* JOB *
Find each line in the listing below that contains the string "chin" and copy those lines out in full.

▬▬▬

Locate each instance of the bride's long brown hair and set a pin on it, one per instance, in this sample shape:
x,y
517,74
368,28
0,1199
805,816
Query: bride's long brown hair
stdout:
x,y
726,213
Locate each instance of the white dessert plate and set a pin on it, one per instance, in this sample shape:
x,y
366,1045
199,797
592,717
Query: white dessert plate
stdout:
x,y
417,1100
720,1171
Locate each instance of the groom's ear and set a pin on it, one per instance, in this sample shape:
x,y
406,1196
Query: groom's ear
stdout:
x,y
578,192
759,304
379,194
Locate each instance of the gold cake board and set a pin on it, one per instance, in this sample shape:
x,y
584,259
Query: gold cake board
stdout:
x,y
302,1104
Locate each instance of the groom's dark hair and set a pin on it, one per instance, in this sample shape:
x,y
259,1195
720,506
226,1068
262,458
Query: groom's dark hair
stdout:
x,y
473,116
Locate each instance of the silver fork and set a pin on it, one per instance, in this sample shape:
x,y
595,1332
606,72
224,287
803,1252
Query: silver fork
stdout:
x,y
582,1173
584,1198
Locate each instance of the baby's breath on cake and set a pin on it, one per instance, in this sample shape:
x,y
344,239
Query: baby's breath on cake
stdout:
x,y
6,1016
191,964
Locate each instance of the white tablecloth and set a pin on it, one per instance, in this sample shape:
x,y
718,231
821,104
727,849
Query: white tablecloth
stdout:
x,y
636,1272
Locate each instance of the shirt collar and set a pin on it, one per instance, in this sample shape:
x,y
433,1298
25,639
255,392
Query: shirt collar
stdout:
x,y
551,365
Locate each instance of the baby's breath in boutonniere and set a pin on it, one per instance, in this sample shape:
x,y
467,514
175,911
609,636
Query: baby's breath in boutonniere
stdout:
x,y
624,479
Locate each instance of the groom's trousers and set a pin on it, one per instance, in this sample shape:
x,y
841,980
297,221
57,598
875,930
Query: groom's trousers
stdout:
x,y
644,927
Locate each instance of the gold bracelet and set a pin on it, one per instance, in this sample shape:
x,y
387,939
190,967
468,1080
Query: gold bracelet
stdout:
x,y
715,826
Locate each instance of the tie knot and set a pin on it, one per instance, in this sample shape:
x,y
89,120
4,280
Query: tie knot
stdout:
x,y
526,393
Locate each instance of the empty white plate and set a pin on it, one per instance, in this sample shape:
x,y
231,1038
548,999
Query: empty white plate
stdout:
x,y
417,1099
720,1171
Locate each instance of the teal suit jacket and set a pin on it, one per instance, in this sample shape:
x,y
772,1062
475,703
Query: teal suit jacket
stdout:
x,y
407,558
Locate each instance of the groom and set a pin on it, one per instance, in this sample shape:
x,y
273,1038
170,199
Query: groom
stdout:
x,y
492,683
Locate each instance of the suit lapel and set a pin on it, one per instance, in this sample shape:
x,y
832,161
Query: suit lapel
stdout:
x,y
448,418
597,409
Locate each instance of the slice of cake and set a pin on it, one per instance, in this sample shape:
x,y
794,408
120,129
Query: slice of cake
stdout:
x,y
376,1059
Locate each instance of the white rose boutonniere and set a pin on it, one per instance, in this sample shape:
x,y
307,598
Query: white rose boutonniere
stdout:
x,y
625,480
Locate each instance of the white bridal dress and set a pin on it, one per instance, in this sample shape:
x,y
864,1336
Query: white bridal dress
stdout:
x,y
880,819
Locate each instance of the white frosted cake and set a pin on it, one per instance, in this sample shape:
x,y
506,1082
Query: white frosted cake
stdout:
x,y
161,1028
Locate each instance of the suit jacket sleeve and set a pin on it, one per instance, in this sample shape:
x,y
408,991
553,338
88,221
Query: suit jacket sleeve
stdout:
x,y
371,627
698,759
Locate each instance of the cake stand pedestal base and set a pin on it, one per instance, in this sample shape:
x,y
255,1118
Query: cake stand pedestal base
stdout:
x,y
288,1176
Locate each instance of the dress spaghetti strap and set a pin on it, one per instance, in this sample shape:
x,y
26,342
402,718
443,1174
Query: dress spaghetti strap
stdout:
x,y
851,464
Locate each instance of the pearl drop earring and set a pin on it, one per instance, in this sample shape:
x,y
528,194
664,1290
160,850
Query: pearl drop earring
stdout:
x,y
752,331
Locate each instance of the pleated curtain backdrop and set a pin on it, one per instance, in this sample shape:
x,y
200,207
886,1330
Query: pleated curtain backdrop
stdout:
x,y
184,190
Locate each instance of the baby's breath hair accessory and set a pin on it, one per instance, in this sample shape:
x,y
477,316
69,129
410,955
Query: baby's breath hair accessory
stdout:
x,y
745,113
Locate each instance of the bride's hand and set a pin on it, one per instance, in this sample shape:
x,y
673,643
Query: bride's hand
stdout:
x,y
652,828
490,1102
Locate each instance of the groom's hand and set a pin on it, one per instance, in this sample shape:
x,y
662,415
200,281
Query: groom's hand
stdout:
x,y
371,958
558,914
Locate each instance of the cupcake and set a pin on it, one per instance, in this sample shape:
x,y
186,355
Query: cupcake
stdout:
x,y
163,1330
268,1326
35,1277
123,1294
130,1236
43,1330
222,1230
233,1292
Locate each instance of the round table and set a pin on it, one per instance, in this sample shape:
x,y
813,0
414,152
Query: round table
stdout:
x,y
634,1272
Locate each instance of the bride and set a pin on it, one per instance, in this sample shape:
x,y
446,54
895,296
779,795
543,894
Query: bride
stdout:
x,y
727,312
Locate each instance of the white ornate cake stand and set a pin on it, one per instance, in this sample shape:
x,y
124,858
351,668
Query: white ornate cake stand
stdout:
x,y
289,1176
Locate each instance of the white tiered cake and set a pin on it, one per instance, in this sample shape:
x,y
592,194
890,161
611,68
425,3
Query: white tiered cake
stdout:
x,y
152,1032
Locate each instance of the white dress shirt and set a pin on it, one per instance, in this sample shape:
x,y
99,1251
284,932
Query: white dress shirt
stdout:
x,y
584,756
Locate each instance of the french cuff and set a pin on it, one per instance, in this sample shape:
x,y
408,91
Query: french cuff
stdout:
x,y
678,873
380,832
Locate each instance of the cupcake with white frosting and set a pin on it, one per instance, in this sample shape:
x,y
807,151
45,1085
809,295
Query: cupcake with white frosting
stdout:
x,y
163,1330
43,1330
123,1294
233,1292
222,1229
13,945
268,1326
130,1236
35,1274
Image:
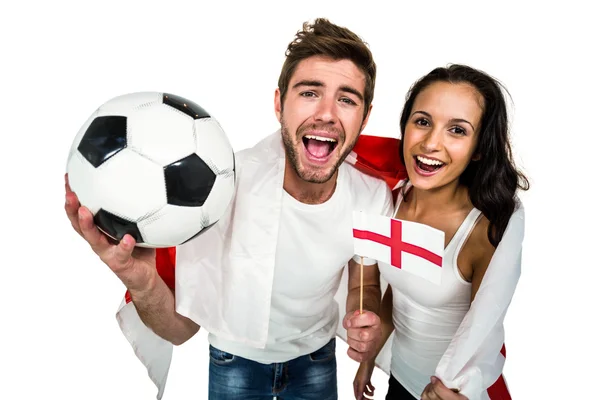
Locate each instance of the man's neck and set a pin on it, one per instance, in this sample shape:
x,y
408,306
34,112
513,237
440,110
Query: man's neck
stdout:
x,y
308,192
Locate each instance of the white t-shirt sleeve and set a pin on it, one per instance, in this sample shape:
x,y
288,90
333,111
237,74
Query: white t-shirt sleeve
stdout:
x,y
386,208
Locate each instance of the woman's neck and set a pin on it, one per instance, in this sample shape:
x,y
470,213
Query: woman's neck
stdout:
x,y
445,199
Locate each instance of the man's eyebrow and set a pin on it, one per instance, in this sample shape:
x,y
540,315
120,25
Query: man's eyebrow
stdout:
x,y
355,92
345,88
308,83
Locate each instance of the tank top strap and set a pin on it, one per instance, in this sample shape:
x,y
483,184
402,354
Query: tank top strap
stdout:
x,y
463,231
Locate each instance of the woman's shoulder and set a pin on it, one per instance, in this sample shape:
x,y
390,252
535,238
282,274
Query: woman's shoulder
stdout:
x,y
478,245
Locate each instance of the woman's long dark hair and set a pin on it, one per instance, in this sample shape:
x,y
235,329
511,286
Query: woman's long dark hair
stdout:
x,y
493,179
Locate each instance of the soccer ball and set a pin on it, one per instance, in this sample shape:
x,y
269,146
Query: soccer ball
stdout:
x,y
153,165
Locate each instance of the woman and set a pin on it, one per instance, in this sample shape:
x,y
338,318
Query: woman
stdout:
x,y
462,181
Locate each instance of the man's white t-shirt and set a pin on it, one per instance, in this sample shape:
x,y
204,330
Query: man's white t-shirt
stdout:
x,y
314,245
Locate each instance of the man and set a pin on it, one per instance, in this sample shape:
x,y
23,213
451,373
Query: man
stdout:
x,y
262,281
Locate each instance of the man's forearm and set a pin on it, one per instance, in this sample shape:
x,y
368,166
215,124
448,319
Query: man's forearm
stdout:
x,y
156,308
371,299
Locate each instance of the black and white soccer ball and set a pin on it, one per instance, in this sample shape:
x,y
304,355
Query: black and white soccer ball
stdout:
x,y
154,165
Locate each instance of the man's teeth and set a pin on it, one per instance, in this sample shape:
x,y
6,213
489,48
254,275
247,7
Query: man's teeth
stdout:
x,y
429,161
320,138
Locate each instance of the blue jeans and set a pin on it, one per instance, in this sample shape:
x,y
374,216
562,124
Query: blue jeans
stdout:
x,y
309,377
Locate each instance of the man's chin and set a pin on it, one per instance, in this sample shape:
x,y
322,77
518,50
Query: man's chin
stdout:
x,y
321,174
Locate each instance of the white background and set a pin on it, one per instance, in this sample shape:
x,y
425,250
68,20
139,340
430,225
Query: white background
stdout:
x,y
61,60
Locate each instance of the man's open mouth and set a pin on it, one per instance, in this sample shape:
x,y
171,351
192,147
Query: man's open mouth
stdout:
x,y
319,147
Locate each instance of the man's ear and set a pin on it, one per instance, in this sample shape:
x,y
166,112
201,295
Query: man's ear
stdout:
x,y
364,124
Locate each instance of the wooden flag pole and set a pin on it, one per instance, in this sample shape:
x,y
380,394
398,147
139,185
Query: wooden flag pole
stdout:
x,y
361,280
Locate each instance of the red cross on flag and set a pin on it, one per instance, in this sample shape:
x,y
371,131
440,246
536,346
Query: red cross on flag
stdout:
x,y
413,247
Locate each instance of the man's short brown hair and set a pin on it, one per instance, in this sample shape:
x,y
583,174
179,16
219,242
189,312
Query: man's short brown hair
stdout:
x,y
323,38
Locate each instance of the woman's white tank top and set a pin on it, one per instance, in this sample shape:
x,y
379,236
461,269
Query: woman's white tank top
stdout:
x,y
426,316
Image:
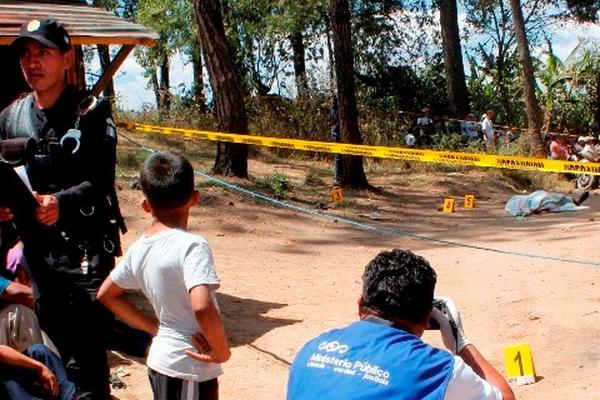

▬▬▬

* ANSWER FOR THIS EXERCISE *
Locate each instance of the man's chin and set a pin on it, one per instance, in this sample shape:
Query: man's chin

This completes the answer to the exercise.